- [Study text]
Wild baby jays have it rough. After a short 10 weeks of being fed in the nest, they are down on the ground trying to earn a living. You may have seen some of these fledglings yourself. Fully feathered, but with a short tail and wings, they are able to walk, hop and flap, but cannot yet fly. Mom and Dad still come by and feed them for a while, but otherwise survival is left up to them.
The numbers are not stacked in their favor. Depending on the bird species in question and the specific habitat, their chances of surviving to their first hatchday are generally in the 11-30% range. The biggest obstacles they have to contend with are 1) predation, and 2) starvation. If there are cats around, feral or no, their chances of survival are much worse.
The Bird with Three Names was a baby scrub jay found by my friend Jenna in her yard. He was standing immobile in a corner with cats all around, so Jenna brought him inside. Jenna’s daughter Makenna loved the little bird and named him Lucky. And then Jenna brought the bird to me.
One thing you may not know about people in the veterinary field is that we are a superstitious lot. We are particularly wary of saying something good, for fear it will soon be proved wrong. If I am ever foolish enough to say something like “wow, we really aren’t busy!”, or “wow, the clients are being so nice!” the vet techs all groan in protest. Surely now the gates of hell will open up, and chaos and discord be unleashed!
So, you can imagine how we feel about the name Lucky. This name is pretty much the kiss of death. Any animal with the misfortune to be named Lucky will surely have a panoply of terrible things happen to it, each worse than the last. As far as we are concerned, you might as well have named your pet “I Hope you Suffer and Die Horribly”.
I knew, therefore, as soon as I met Lucky that I had to change his name. In a vain attempt to remedy the damage, I quickly named him CatFud. My son Micah, however, was having none of it, and thought CatFud was not a nice name at all for a baby bird. So shortly after being named CatFud our feathery protagonist was re-christened Bluebell.
Lucky CatFud Bluebell was a very adorable baby bird but Not Quite Right. While he was bright and alert, he wouldn’t gape for food like hungry jay babies do. Even after a few days of fluids and antibiotics he didn’t want to feed himself or be fed. He was interactive and curious, and the tests I ran came up normal, but the fact remained that he wasn’t thriving the way he should have.
Poor Lucky CatFud Bluebell passed away quietly and unexpectedly the night after this picture was taken. Perhaps he had a disease we couldn’t identify, or a birth defect we couldn’t fix. Perhaps Mother Nature had written him down on the deficit side of her balance sheet before we even met him. All I know is that we are sad he is gone.
Rest in peace, Bird with Three Names. We will miss you.

- [Data listing]
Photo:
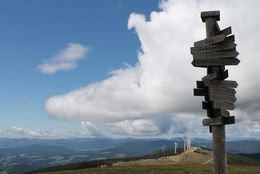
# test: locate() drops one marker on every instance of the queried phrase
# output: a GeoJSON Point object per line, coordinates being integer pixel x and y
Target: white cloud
{"type": "Point", "coordinates": [161, 82]}
{"type": "Point", "coordinates": [66, 59]}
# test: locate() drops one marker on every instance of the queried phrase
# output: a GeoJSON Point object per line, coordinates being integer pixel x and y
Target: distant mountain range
{"type": "Point", "coordinates": [20, 155]}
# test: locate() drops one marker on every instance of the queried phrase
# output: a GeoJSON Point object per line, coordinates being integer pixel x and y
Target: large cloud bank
{"type": "Point", "coordinates": [160, 85]}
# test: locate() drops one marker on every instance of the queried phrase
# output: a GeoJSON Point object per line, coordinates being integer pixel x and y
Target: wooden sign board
{"type": "Point", "coordinates": [199, 92]}
{"type": "Point", "coordinates": [217, 47]}
{"type": "Point", "coordinates": [218, 112]}
{"type": "Point", "coordinates": [222, 98]}
{"type": "Point", "coordinates": [213, 121]}
{"type": "Point", "coordinates": [224, 105]}
{"type": "Point", "coordinates": [216, 54]}
{"type": "Point", "coordinates": [216, 90]}
{"type": "Point", "coordinates": [210, 41]}
{"type": "Point", "coordinates": [226, 31]}
{"type": "Point", "coordinates": [215, 62]}
{"type": "Point", "coordinates": [229, 39]}
{"type": "Point", "coordinates": [218, 121]}
{"type": "Point", "coordinates": [226, 83]}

- [Exercise goal]
Please answer these questions about the scrub jay story, one line each:
1. What range does it give for a fledgling's chances of surviving to its first hatchday?
2. Who first named the bird Lucky?
3. Who objected to the name CatFud?

- [Answer space]
1. Generally 11-30%.
2. Makenna, Jenna's daughter.
3. Micah, the writer's son.